══ DOCUMENT PASSAGE

The second, more general, claim, that sense-general sentences do not have underlying logical representations of the kind in (1) or indeed of any other kind is a very interesting one. The question may be about whether formal methods have comprehensive application on natural phenomena. The 1879 analysis was confined to providing a semantics and a proof theory for arithmetical statements. The formalism and especially the proposals about multiple generality were perfectly adequate to this principal purpose. But there were no proposals then, nor subsequently with the theory of descriptions, for phenomena from the natural world that can be found outside the relatively narrow bandwidth of arithmetical discourse: demonstratives, indexicality, opacity, modality, temporality, information structure and more. The few remarks about first person pronouns seemed to result in parts of the objective third realm becoming private, non-objective, places, inaccessible to others, and the attempts to deal with opacity, and, with multiple embeddings, the potential infinity of senses, make natural languages, on certain assumptions, unlearnable.

════
══ AVAILABLE DATA

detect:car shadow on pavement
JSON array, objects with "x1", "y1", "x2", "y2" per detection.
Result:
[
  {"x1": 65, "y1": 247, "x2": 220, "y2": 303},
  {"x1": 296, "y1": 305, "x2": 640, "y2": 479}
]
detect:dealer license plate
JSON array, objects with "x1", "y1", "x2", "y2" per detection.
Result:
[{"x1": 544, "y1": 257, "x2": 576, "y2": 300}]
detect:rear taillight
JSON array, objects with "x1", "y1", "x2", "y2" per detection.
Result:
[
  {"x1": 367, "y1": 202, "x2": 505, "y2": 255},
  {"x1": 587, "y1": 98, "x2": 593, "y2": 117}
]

════

## EXPLORE THE MATERIAL
• A. Answer these questions about the passage on formal methods and natural language.
(i) What was the 1879 analysis confined to providing?
(ii) What did the few remarks about first person pronouns seem to result in?
(iii) On certain assumptions, what made natural languages unlearnable?
• B. Proceed with the passage on formal methods and natural language, beginning after its final sentence.

## PER-TASK OUTPUTS
• A.
(i) A semantics and a proof theory for arithmetical statements.
(ii) Parts of the objective third realm becoming private, non-objective places that others could not access.
(iii) The attempts to deal with opacity and, with multiple embeddings, the potential infinity of senses.

• B.
Frege was quite clear that (i) formal methods have little purchase on natural language and (ii) natural language is no guide to a formal language for pure thought: ‘It cannot be the task of logic to investigate language and determine what is contained in a linguistic expression. Someone who wants to learn logic from language is like an adult who wants to learn how to think from a child’ (Frege 1980: 67–68); and this because ‘the excessive variety of logical forms that has gone into the shaping of our language makes it difficult to isolate a set of modes of inference which is both sufficient to cope with all cases and easy to take in at first glance’ (Frege 1953: 103e).

The papers that follow are all ‘attached’, in one way or another, with the thought—or topics themselves ‘attached’ to the thought—of Jay David Atlas (e.g. Atlas 1989, 2005). This branch of the philosophical tree has, over the years, become a large one, with its own branches (with branches). So, the papers treat such themes as the ambiguity/underspecification distinction, dynamic syntax and social interaction, erotetic reasoning, metaphor, Moore’s Paradox, presupposition, radical pragmatics, the semantics/logic interface, the syntax, semantics and pragmatics of negation, and truth-meaning determination (modulo Davidson). We thank Jay for giving us so much to learn from, to think about, to reflect upon, and to argue with.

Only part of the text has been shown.